[Task] Your task is to output the data exactly as it stands.

[Provided data]
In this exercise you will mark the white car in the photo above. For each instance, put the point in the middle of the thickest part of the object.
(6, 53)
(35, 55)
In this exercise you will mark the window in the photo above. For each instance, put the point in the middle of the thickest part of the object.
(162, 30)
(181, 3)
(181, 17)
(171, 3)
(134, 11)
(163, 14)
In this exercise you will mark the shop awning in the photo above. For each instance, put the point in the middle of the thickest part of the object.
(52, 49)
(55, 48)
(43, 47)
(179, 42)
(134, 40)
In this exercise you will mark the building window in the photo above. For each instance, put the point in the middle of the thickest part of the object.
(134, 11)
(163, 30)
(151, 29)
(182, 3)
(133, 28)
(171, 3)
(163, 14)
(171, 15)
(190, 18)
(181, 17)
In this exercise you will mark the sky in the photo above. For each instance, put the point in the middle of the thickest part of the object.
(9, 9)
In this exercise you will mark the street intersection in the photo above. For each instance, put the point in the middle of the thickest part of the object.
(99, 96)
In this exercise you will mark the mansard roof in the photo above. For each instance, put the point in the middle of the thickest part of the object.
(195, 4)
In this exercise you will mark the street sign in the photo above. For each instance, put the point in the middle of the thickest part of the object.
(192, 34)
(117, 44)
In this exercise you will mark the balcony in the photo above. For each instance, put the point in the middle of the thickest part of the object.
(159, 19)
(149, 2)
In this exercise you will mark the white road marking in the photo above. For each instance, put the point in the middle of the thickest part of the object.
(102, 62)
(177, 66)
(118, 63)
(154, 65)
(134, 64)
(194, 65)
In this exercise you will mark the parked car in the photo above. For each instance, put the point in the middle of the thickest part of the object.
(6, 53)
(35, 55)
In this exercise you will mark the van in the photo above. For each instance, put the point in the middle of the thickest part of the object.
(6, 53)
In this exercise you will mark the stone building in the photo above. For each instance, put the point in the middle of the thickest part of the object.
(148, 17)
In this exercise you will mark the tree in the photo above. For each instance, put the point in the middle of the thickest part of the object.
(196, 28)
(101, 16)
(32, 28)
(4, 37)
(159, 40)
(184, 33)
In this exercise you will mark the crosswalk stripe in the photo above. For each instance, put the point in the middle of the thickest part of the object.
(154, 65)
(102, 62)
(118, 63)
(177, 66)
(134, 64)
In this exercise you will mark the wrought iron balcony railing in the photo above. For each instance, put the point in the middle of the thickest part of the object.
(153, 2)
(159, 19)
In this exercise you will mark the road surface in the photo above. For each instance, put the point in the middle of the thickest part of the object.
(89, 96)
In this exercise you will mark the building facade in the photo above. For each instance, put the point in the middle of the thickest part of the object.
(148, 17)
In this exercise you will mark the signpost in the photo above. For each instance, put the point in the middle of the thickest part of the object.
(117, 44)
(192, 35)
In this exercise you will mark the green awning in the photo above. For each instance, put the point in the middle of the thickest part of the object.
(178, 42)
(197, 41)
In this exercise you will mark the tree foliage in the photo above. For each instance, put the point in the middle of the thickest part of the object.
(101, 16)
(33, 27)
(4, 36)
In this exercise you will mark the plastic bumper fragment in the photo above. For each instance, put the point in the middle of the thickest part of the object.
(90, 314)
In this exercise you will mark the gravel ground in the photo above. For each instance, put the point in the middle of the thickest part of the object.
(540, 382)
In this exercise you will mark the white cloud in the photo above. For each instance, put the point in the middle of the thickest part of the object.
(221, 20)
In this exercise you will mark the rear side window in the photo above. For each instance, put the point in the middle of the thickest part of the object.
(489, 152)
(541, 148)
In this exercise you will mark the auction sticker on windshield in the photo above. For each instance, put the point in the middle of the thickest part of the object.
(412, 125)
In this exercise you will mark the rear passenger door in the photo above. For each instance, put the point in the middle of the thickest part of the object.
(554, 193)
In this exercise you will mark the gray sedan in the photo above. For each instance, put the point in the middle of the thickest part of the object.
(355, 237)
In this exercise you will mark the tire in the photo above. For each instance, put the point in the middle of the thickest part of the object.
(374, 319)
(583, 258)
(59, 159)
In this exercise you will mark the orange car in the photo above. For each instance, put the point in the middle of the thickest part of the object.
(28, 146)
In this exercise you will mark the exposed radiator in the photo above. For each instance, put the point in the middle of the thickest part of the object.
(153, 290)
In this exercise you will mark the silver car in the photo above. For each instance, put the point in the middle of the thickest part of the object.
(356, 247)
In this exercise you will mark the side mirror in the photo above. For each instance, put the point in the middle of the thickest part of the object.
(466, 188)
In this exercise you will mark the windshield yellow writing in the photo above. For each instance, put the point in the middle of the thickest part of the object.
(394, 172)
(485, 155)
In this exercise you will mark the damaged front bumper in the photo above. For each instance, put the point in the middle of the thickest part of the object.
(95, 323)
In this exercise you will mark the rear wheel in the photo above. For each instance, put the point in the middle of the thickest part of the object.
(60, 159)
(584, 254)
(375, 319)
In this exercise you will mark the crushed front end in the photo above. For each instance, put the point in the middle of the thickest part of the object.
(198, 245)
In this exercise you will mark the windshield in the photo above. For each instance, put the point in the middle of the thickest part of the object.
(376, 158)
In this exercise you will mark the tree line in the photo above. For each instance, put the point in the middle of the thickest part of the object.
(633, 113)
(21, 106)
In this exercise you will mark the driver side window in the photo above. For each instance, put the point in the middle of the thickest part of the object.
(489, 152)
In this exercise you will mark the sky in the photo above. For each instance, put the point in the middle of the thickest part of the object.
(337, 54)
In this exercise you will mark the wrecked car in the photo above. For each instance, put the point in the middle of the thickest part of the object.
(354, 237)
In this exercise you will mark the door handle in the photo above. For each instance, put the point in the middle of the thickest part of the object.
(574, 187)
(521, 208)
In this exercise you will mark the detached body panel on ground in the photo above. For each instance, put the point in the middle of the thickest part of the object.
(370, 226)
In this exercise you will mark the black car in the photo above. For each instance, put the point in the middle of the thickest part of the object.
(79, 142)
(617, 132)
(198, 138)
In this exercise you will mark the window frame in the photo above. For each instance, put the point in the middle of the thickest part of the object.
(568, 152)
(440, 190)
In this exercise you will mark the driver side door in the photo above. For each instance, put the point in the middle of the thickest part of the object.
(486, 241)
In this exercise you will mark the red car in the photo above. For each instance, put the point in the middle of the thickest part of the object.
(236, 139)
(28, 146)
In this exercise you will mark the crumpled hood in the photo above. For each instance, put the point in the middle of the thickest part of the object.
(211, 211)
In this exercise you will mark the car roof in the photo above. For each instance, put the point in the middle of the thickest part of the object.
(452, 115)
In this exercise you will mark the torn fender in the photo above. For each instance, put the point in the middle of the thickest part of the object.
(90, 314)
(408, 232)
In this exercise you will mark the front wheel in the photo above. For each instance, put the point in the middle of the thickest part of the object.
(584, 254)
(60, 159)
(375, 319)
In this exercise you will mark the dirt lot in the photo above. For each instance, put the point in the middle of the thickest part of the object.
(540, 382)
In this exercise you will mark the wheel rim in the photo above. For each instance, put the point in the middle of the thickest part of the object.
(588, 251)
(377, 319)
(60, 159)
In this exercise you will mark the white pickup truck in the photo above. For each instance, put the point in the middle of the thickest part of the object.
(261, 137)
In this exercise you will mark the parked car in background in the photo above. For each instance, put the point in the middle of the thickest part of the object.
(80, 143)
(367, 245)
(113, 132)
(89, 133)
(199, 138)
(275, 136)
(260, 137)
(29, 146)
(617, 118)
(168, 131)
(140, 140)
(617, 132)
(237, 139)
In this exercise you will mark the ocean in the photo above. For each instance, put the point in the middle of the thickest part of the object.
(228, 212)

[Answer to the problem]
In this exercise you will mark the white car in the photo above. For each instance, put the point in the middle of the thickest part of the object.
(6, 53)
(35, 55)
In this exercise you will mark the window in the photo above. For each instance, put the point in the middle of the thickest part of the object.
(162, 30)
(181, 3)
(181, 17)
(171, 3)
(134, 11)
(163, 14)
In this exercise you will mark the shop awning in the photo above. For each instance, put the point in the middle of the thickest part of the object.
(52, 49)
(55, 48)
(43, 47)
(179, 42)
(134, 40)
In this exercise you will mark the building window in the photo above. For each instance, put the point in the middle of the thickest part of the object.
(134, 11)
(163, 30)
(151, 29)
(182, 3)
(133, 28)
(171, 3)
(163, 14)
(171, 15)
(190, 18)
(181, 17)
In this exercise you will mark the sky in the photo above. For each instance, put the point in the middle of the thickest part of the object.
(9, 9)
In this exercise you will mark the street intersection in the photo above. For each instance, put the point in the middle of the thickest part of the object.
(99, 96)
In this exercise you will mark the mansard roof in the photo above. For each instance, put the point in the middle of the thickest part of the object.
(195, 4)
In this exercise you will mark the street sign in the photo above. For each instance, put the point in the middle of the thickest part of the object.
(192, 34)
(117, 44)
In this exercise you will mark the balcony in the photo above. For each instance, put the point in the middle of the thickest part of the object.
(159, 19)
(149, 2)
In this exercise you will mark the white road marking in the photo above. For each instance, put the point in the middle of the thickest part of the object.
(102, 62)
(177, 66)
(118, 63)
(154, 65)
(134, 64)
(194, 65)
In this exercise you will mark the parked car in the photo above. For each instance, put the point in the middle of the thickest part of the object.
(6, 53)
(35, 55)
In this exercise you will mark the van in the photo above. For each instance, put the point in the middle of the thickest part of the object.
(6, 53)
In this exercise you will mark the stone building in the photo above. For each instance, put the point in the middle of the thickest part of the object.
(148, 17)
In this exercise you will mark the tree in the photo above. For each instance, put the point in the middle of the thickest part of the object.
(196, 28)
(101, 16)
(32, 28)
(4, 37)
(159, 40)
(184, 33)
In this exercise you will mark the crosswalk stripe in the photo above. For each instance, put the point in the middle of the thickest part of the object.
(154, 65)
(102, 62)
(118, 63)
(177, 66)
(134, 64)
In this exercise you will mark the wrought iron balcony railing in the photo above. For each instance, put the point in the middle of the thickest part of the object.
(153, 2)
(159, 19)
In this exercise you will mark the road surface in the photo above. For each instance, put the point in the middle of the thickest part of the object.
(89, 96)
In this exercise you will mark the building facade in the photo above. For each instance, put the point in the middle of the thickest part of the object.
(148, 17)
In this exercise you will mark the signpost in the photo above. For each instance, put the point in the middle of the thickest part of the object.
(117, 44)
(192, 35)
In this exercise you will mark the green awning in the photo above. For each instance, put the point in the middle of the thickest part of the object.
(178, 42)
(197, 41)
In this exercise you will mark the tree foliage in the photo above. For each instance, put the point in the middle of the thickest part of the object.
(101, 16)
(33, 27)
(4, 36)
In this exercise you will mark the plastic bumper fragment in the photo above. For each instance, put the point in the middle of the thickest part of the object.
(90, 314)
In this exercise you will mark the gravel ground in the photo above. For each instance, put the point in the middle of the thickest part of the object.
(540, 382)
In this exercise you will mark the white cloud in the photo above. For each instance, put the point in the middle of the thickest part of the object.
(221, 20)
In this exercise you will mark the rear side window in the photo above. For each instance, put the point in the middle of the thickest part of the object.
(489, 152)
(541, 148)
In this exercise you will mark the auction sticker on windshield in the photo above. For each instance, put the point in the middle of the thickest part of the object.
(412, 125)
In this exercise you will mark the rear passenger door in the photo above. For each instance, put the point in the middle of the thickest part of the object.
(554, 193)
In this exercise you will mark the gray sedan in the photo above. For each instance, put the point in the middle of the thickest part of the object.
(355, 237)
In this exercise you will mark the tire in the photo above. For each instance, put the point in the middle of the thickest part of the object.
(374, 319)
(583, 258)
(59, 159)
In this exercise you will mark the orange car in the photo above. For each instance, put the point in the middle of the thickest part of the object.
(28, 146)
In this exercise you will mark the exposed radiator in the photo above. For each instance, put the point in the middle of the thickest part of the object.
(153, 290)
In this exercise you will mark the silver car in the photo above. For each instance, put the point in the middle of the thickest part of the object.
(356, 247)
In this exercise you will mark the side mirror in the photo above. For each instance, put the point in the middle of the thickest part of the object.
(466, 188)
In this exercise you will mark the windshield yellow writing in the photo above. For each instance, put the point in the middle of the thickest part of the object.
(394, 172)
(485, 155)
In this exercise you will mark the damaged front bumper in the photo above. For each instance, put the point in the middle of the thickest part of the object.
(95, 323)
In this exercise you will mark the rear wheel in the photo above. For each instance, put the point in the middle of the thickest part of the object.
(60, 159)
(584, 254)
(375, 319)
In this exercise you will mark the crushed front end in the photo above. For each instance, put the point in the middle of the thickest part of the object.
(198, 245)
In this exercise you will mark the windshield in the photo above. For each instance, put the point in the middle of the thickest part of the object.
(376, 158)
In this exercise you will mark the tree line in the photo above. For each instance, put the point in the middle of the thickest part of the object.
(633, 113)
(21, 106)
In this exercise you will mark the driver side window in the photo above. For each instance, put the point in the middle of the thickest part of the object.
(489, 152)
In this exercise you will mark the sky in the photo above. For each instance, put the point in the middle of the thickest part of the object.
(337, 54)
In this exercise you will mark the wrecked car in the photo above. For each instance, put the point in the middle of the thickest part of the object.
(354, 237)
In this exercise you will mark the door handle in the photo above. For each instance, put the point in the middle of the thickest part of the object.
(574, 187)
(521, 208)
In this exercise you will mark the detached body panel on ground in the photo above. For each instance, put the point in the middle of the thickest part of the object.
(370, 226)
In this exercise you will mark the black car in the photo above. For each instance, put the point in the middle of the thickest part of the object.
(79, 142)
(617, 132)
(198, 138)
In this exercise you will mark the window frame in the photo above. For each instance, put the point in the middle of the thickest part of the object.
(568, 152)
(440, 190)
In this exercise you will mark the driver side door in the photo above. For each instance, put the point in the middle of the thickest part of the object.
(486, 241)
In this exercise you will mark the red car in the photo above. For each instance, put the point in the middle of the thickest part of the object.
(236, 139)
(28, 146)
In this exercise you will mark the crumpled hood in the photo above. For each instance, put the point in the middle of the thickest part of the object.
(211, 211)
In this exercise you will mark the car roof in the photo above. For each instance, put the point in the middle of the thickest part of the object.
(452, 115)
In this exercise you will mark the torn fender in the photo above. For each instance, put the point in the middle of the thickest part of the object.
(90, 314)
(408, 232)
In this exercise you will mark the front wheel in the photo above. For each instance, put the point in the middle of the thickest part of the object.
(584, 254)
(60, 159)
(375, 319)
In this exercise you will mark the dirt lot in the photo above. For each instance, put the point in the middle of the thickest part of the object.
(540, 382)
In this exercise you will mark the wheel rim in the photo above. For each instance, put the point in the middle of the thickest part of the object.
(588, 251)
(377, 319)
(60, 159)
In this exercise you will mark the white pickup truck in the photo above. For each instance, put the point in the middle of the thickest part of the object.
(261, 137)
In this exercise you will mark the parked car in background in the photo above. For each instance, put the point in the middle of the thickest part of the object.
(80, 143)
(367, 245)
(113, 132)
(89, 133)
(199, 138)
(275, 136)
(260, 137)
(29, 146)
(617, 118)
(168, 131)
(140, 140)
(617, 132)
(237, 139)
In this exercise you will mark the ocean in the photo above. For each instance, put the point in the middle of the thickest part of the object.
(228, 212)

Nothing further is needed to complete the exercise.